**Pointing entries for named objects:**
'''
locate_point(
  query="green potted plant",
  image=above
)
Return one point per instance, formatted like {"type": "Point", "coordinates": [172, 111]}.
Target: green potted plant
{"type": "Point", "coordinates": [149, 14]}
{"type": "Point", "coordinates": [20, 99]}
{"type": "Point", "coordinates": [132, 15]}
'''
**EXERCISE INSTRUCTIONS:** Write out these lines again, swapping each "green potted plant" for "leafy houseplant" and leaving everything else untouched.

**TASK OUTPUT:**
locate_point(
  query="leafy houseplant",
  image=above
)
Return one point per instance, formatted like {"type": "Point", "coordinates": [172, 111]}.
Target: leafy houseplant
{"type": "Point", "coordinates": [149, 14]}
{"type": "Point", "coordinates": [20, 99]}
{"type": "Point", "coordinates": [132, 15]}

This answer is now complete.